Written request:
Render each line of the rows below as a JSON array of strings, with one string per line and blank lines omitted.

-- Raw data start --

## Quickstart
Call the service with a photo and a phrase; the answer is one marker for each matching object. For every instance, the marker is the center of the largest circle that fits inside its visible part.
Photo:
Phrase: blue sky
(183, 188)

-- Raw data end --

Answer to this task:
[
  "## Quickstart",
  "Call the service with a photo and a phrase; the answer is one marker for each matching object. For every instance, the marker is the center of the largest circle that fits inside its visible part.",
  "Photo:",
  "Phrase: blue sky",
  "(183, 188)"
]